### [WHAT TO WORK ON]
Reproduce the following material line for line, with no changes.

Examples of point labeling:

══════════════════════════════

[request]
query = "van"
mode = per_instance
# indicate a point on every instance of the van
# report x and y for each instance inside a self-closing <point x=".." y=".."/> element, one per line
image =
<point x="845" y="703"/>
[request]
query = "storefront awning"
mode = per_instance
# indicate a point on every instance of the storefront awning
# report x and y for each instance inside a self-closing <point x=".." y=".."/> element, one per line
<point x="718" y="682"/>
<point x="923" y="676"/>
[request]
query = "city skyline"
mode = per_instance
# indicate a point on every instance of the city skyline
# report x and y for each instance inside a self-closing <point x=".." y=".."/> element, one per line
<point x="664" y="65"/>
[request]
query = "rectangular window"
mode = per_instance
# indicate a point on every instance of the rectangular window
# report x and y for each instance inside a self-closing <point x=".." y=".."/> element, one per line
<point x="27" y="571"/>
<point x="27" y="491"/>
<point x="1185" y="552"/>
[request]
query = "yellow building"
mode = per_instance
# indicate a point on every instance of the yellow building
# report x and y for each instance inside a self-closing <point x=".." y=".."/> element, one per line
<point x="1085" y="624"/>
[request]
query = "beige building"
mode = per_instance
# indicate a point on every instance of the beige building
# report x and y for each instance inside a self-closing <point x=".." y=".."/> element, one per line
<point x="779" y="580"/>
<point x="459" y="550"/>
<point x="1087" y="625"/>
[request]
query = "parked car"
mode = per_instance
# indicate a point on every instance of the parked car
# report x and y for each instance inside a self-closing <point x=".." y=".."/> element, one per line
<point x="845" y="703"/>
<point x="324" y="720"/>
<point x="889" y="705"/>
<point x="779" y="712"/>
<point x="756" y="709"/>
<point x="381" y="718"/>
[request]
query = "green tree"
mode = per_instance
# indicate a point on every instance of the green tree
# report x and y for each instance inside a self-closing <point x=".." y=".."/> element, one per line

══════════════════════════════

### [SOLUTION TO THE PROBLEM]
[request]
query = "van"
mode = per_instance
# indicate a point on every instance of the van
# report x and y for each instance inside a self-closing <point x=".." y=".."/> element, one per line
image =
<point x="845" y="703"/>
[request]
query = "storefront awning"
mode = per_instance
# indicate a point on every instance of the storefront awning
# report x and y for each instance inside a self-closing <point x=".." y=".."/> element, one per line
<point x="718" y="682"/>
<point x="923" y="676"/>
[request]
query = "city skyline"
mode = per_instance
# indicate a point on every instance of the city skyline
# report x and y for each instance inside a self-closing <point x=".." y=".."/> element, one per line
<point x="664" y="65"/>
[request]
query = "rectangular window"
mode = per_instance
# indicate a point on every instance of the rectangular window
# report x and y for each instance inside a self-closing <point x=".." y=".."/> element, one per line
<point x="27" y="571"/>
<point x="27" y="491"/>
<point x="1185" y="552"/>
[request]
query = "yellow building"
mode = per_instance
# indicate a point on every instance of the yellow building
# report x and y for each instance inside a self-closing <point x=".." y=".."/> element, one per line
<point x="1085" y="624"/>
[request]
query = "beige building"
mode = per_instance
# indicate a point on every instance of the beige building
# report x and y for each instance inside a self-closing <point x=".." y=".."/> element, one per line
<point x="779" y="580"/>
<point x="459" y="550"/>
<point x="1087" y="625"/>
[request]
query = "parked car"
mode = per_instance
# indicate a point on every instance of the parked car
# report x and y for each instance inside a self-closing <point x=".." y=".."/> element, one per line
<point x="845" y="703"/>
<point x="324" y="720"/>
<point x="889" y="705"/>
<point x="779" y="712"/>
<point x="756" y="709"/>
<point x="381" y="718"/>
[request]
query = "green tree"
mode = per_instance
# indicate a point on every instance of the green tree
# report x and y for each instance inside a self-closing <point x=".." y=".."/> element, one per line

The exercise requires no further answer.